# Task directions
Starting with the line that holds "For each instance of the flagpole, place", repeat each line through the last one below, exactly. Pictures stay out.

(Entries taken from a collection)

########

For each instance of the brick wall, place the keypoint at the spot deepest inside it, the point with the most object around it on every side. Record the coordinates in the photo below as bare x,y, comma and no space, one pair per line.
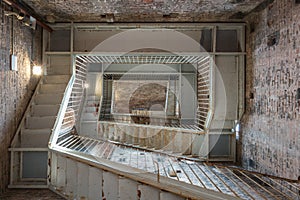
16,88
271,132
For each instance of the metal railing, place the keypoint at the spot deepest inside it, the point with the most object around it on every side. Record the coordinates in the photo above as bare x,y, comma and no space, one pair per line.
68,115
205,93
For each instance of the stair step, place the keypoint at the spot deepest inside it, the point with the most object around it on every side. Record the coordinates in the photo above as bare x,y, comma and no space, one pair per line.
56,79
44,110
89,116
40,122
35,138
48,98
52,88
93,98
90,109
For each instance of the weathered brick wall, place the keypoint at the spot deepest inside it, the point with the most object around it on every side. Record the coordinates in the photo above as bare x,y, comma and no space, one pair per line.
15,87
271,133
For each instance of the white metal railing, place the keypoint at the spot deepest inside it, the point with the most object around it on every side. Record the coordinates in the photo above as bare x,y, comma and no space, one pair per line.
62,112
205,76
68,114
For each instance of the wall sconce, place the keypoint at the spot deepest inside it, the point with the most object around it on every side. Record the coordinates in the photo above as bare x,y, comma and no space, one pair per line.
37,70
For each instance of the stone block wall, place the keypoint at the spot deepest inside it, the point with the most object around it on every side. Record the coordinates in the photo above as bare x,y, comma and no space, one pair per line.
16,87
271,125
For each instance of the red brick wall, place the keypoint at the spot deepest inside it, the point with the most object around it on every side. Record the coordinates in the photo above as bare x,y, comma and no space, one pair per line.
16,88
271,132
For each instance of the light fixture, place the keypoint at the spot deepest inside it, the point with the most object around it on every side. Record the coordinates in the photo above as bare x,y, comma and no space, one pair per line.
37,70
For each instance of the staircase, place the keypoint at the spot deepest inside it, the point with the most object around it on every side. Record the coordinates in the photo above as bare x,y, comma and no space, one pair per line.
105,113
89,116
29,150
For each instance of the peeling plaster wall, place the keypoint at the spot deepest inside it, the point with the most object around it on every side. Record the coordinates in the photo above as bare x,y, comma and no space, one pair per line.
16,87
271,126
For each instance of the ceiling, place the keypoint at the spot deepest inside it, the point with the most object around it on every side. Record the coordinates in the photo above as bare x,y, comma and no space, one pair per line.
142,10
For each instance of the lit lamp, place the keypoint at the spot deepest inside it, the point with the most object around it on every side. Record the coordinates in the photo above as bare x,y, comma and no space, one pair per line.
37,70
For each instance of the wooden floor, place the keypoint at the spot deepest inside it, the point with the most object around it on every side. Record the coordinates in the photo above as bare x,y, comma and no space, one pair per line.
30,194
232,180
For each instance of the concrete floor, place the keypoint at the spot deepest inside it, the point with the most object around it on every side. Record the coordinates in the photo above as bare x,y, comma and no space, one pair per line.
32,194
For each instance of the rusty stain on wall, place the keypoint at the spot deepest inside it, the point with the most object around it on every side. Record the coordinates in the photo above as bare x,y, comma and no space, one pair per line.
271,134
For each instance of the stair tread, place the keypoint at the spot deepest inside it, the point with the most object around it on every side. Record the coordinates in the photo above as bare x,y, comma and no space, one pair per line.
41,130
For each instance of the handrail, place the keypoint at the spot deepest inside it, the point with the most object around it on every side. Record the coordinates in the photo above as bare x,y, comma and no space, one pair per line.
61,113
100,106
211,94
13,142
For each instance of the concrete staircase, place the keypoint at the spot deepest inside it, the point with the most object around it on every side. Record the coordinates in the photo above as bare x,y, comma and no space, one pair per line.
29,149
89,116
43,112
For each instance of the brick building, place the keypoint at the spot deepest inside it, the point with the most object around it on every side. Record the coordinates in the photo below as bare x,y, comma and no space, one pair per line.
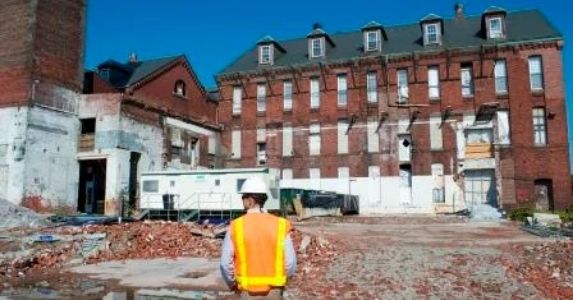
41,66
432,116
141,116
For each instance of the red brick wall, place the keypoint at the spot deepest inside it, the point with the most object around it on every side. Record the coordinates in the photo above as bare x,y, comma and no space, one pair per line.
159,91
41,40
530,163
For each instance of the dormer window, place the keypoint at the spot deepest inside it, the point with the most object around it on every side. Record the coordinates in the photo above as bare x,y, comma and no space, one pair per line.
432,34
317,47
179,88
495,25
372,40
265,55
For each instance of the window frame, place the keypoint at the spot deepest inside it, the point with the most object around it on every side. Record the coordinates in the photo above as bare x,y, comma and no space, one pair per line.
540,74
540,127
269,59
320,47
437,34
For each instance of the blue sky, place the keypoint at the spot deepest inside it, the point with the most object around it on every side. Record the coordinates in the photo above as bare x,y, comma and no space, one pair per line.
214,33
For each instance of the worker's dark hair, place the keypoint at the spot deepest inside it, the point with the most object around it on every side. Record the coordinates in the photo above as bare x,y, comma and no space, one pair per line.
259,198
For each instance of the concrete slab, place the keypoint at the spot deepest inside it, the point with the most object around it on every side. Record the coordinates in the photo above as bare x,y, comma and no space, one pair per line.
196,273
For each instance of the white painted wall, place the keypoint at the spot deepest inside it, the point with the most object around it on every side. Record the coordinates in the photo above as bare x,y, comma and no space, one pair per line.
379,195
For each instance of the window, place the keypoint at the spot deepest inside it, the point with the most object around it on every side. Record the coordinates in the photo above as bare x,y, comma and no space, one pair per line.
503,129
402,86
342,90
237,99
373,171
287,141
179,88
314,173
500,74
314,93
539,127
433,83
317,47
265,54
436,138
287,174
314,139
151,186
342,137
343,172
372,40
88,125
495,28
373,139
287,95
240,183
432,34
261,97
236,144
536,73
372,87
467,80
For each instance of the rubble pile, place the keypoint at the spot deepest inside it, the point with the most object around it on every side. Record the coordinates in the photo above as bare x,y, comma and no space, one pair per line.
153,240
13,216
314,255
549,266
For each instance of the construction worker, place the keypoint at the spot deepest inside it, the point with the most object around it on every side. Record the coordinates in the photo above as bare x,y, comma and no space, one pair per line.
258,254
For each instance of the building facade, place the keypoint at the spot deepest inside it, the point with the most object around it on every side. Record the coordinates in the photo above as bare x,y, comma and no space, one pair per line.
41,66
432,116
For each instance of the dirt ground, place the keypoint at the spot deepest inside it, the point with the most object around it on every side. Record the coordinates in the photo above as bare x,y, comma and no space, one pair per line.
353,258
413,258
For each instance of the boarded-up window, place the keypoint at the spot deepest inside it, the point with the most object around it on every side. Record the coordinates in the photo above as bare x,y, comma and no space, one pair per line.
237,98
373,138
436,139
373,171
343,172
503,129
314,93
314,139
342,137
287,174
236,144
287,141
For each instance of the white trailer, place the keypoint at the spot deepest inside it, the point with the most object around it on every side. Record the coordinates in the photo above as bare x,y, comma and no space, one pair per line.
204,190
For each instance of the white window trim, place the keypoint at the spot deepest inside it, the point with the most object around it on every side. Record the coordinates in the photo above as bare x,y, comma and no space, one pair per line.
490,28
427,36
262,61
237,99
497,76
342,90
367,40
287,101
312,54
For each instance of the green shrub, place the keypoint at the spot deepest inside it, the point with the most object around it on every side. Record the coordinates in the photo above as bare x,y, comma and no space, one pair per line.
521,213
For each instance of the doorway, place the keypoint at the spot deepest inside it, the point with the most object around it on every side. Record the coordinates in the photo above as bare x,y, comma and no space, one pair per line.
91,194
544,194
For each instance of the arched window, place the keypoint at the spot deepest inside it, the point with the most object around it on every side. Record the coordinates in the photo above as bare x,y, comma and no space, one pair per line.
179,88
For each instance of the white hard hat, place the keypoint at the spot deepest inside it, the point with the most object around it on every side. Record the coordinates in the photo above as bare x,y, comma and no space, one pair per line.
254,185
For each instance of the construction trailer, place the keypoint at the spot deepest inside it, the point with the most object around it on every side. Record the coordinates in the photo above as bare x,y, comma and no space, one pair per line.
202,191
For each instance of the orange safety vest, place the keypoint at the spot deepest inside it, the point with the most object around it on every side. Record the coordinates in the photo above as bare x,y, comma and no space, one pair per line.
258,239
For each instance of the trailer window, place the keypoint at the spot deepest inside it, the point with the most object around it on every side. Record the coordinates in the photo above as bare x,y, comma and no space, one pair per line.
150,186
240,183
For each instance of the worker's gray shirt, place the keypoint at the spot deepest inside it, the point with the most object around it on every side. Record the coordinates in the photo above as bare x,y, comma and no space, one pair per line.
228,252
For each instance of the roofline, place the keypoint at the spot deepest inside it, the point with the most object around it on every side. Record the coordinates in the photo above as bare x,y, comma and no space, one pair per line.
397,54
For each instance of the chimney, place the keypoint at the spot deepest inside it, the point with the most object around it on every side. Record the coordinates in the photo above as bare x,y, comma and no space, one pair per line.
133,58
459,9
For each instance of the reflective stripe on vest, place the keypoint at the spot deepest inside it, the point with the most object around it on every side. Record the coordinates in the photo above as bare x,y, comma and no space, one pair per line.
247,282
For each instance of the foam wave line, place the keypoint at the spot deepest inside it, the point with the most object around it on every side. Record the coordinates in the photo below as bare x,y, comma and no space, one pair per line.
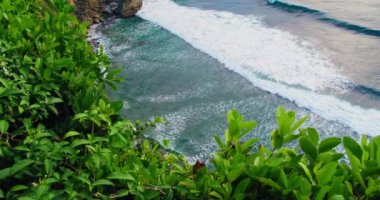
250,49
324,17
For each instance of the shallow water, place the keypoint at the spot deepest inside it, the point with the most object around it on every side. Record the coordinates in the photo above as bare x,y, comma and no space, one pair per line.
207,57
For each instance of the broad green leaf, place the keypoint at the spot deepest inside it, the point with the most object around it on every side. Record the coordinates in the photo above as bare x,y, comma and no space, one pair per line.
298,124
219,141
101,182
121,176
71,134
18,188
326,173
308,147
305,187
337,197
353,146
313,136
215,195
170,195
276,139
356,167
307,172
322,193
271,183
4,126
122,193
241,187
328,144
79,142
17,167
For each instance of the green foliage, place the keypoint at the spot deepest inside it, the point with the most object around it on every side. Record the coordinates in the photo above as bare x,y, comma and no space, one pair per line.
62,138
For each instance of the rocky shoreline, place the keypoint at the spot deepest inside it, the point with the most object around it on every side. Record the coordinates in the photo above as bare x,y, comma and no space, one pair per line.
97,11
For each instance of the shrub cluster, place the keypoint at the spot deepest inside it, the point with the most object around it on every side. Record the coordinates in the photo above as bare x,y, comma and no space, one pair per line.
62,138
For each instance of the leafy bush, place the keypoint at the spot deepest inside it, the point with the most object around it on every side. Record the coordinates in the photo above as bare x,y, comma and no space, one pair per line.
62,138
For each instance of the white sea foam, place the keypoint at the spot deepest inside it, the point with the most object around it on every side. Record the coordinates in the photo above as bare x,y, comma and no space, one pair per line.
245,45
245,41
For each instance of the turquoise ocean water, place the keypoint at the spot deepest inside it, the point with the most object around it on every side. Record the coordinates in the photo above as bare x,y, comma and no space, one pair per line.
190,61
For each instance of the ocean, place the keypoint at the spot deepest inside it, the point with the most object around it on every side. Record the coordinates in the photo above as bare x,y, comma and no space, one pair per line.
190,61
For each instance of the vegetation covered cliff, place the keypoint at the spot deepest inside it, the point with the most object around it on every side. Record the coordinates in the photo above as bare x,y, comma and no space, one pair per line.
61,137
95,11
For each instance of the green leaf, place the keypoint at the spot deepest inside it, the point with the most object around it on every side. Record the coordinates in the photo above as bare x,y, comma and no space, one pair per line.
322,193
313,136
170,195
166,143
122,193
102,182
4,125
328,144
308,147
305,187
276,139
337,197
270,183
18,188
326,173
356,167
241,187
307,172
79,142
71,134
121,176
296,125
215,194
353,146
219,141
17,167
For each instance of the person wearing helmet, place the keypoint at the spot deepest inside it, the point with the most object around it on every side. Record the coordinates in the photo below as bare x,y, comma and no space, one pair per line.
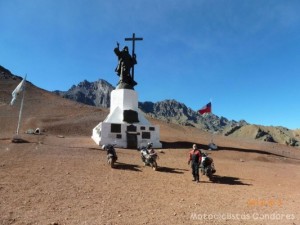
150,149
195,160
110,150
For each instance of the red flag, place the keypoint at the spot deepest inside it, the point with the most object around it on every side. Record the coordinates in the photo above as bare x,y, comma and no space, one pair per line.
205,109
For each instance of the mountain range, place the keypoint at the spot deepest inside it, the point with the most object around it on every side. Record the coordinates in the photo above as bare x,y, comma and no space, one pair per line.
97,94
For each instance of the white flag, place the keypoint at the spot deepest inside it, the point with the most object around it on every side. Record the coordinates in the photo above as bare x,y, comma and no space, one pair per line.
17,91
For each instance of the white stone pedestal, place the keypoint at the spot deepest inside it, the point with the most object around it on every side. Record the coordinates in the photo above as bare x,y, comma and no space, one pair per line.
125,126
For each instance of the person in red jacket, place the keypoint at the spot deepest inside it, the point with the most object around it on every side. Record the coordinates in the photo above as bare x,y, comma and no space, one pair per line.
195,160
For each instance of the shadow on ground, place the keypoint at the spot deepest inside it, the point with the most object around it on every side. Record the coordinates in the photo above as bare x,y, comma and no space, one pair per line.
170,170
125,166
228,180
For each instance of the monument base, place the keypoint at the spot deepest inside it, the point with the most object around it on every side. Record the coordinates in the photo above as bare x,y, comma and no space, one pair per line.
126,126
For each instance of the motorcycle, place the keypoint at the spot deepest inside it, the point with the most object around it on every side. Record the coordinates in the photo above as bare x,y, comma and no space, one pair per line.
207,166
149,157
111,154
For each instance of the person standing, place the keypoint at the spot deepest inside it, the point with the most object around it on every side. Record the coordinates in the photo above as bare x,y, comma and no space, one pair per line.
195,160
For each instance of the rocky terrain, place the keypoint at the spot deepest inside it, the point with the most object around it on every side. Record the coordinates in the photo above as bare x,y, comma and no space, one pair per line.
98,94
61,177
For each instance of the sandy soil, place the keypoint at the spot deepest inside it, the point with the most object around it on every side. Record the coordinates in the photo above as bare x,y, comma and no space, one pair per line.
55,180
61,176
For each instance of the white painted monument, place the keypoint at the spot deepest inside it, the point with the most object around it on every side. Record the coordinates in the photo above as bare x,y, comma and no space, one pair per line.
126,126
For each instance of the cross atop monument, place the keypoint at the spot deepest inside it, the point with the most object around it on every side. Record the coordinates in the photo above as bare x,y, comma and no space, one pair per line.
133,39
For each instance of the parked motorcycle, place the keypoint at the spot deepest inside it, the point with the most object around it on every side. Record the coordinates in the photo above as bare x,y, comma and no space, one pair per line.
111,154
207,166
149,157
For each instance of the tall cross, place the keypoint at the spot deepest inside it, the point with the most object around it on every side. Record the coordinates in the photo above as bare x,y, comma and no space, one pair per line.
133,39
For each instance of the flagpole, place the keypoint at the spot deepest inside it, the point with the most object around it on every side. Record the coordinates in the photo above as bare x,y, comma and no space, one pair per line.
21,108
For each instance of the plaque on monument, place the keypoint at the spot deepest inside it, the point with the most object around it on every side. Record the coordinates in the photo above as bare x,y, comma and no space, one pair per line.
126,126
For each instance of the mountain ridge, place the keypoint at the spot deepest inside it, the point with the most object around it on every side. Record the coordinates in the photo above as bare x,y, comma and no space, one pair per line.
98,94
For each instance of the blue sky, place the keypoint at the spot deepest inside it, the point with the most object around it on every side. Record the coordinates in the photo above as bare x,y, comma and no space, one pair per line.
242,55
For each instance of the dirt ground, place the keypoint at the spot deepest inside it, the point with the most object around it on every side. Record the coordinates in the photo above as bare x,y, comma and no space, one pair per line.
61,176
65,180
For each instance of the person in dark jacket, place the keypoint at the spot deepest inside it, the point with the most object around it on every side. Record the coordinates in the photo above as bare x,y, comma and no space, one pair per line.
195,160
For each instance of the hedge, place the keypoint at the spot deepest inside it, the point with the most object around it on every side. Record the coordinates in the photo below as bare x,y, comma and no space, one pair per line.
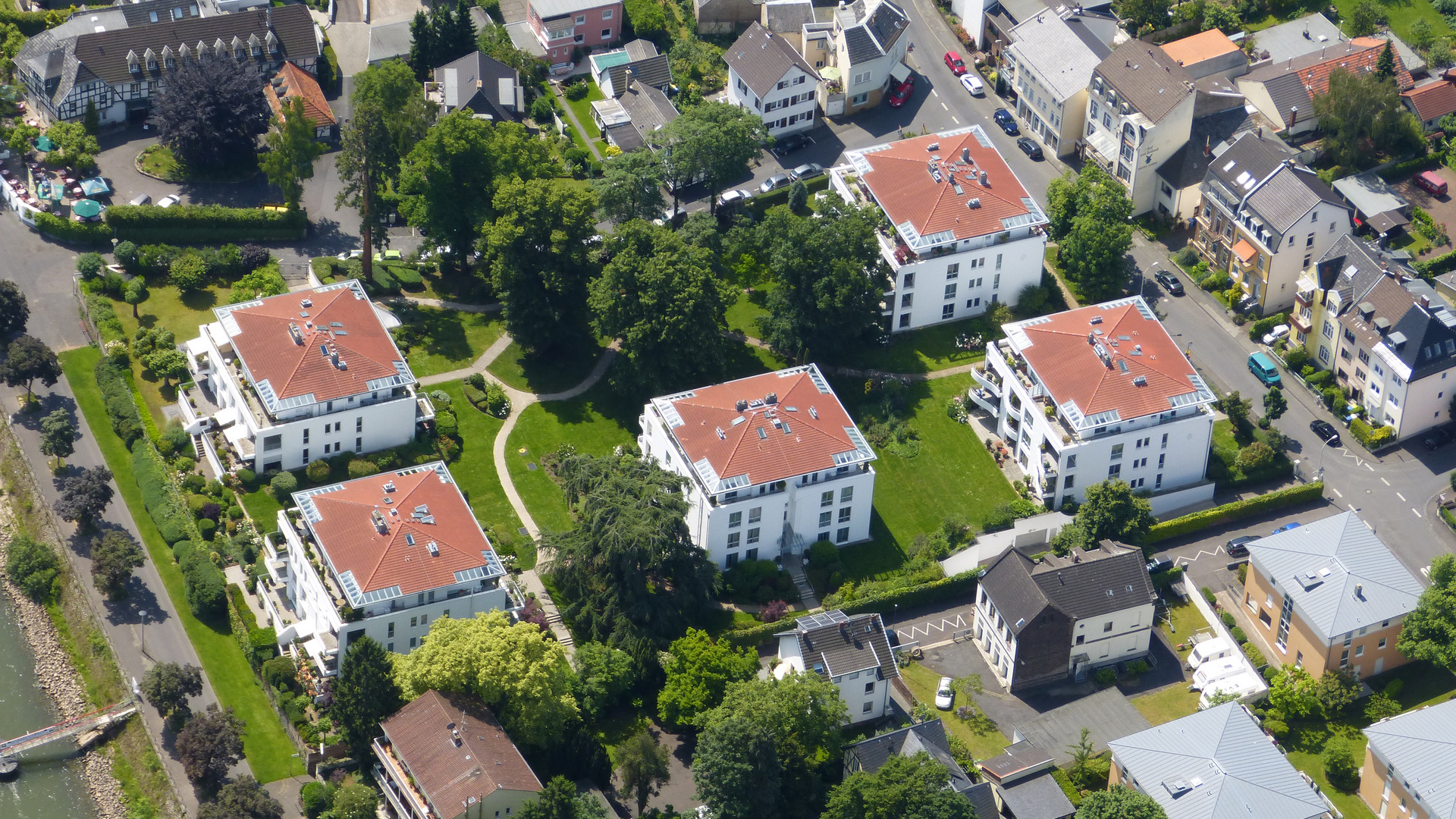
204,223
1235,510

########

# Answer
For each instance of the flagpole, place the keypoint at the spot deepest inside it, the point with the most object around it on every side. Record the coordinates in the photo above as bare x,y, comma and no space, one pair per line.
21,108
For each instance of the plaque on monument, place the keypoint at the spot deepest inside it, the point with the most object around it on every side. Record the coordinates in the photo above as bare x,y, comma and no space, one pair per line.
126,126
For each instance of the mountain ridge, place the keypoint at the spot deepest inside it, the point with the most object around it on every side. Record the coordinates in the photo above as bare x,y, comma and no space, one pair per line.
98,94
For each instance of the blue sky, place the keypoint at the spot deepest inside it, the point with the most object around it on every side. Record the coordinates in the photo above as bare x,y, comma and no space, one pair per line.
242,55
For each instance of the dirt ground, place the keypoint at the spot deepest inside it, the point with the most object around it on every side. Record the coordinates in the photo above as bare x,y, comma and no space, one pair per line.
61,176
65,180
For each instance of the person in dark jacket, place the keypoint at the spot deepest inside it, the point with the most object around it on every side. Record the coordinates in the photo above as bare x,y, comma and no space, one pair per line.
195,160
For each instance of the hedge, place the keypoint at the spot deepest inside it, the point with the most object around it on every side. Record the coordinates in the photo below as bare x,y, comma and no space, one pair per line.
204,223
1235,510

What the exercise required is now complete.